Exercise details: Below are records to write out again, exactly as they read.
-.-.-
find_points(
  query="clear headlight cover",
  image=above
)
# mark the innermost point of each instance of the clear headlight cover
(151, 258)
-.-.-
Written reply:
find_points(
  query="clear headlight cover",
  image=above
)
# mark the innermost point of each instance of the clear headlight cover
(151, 258)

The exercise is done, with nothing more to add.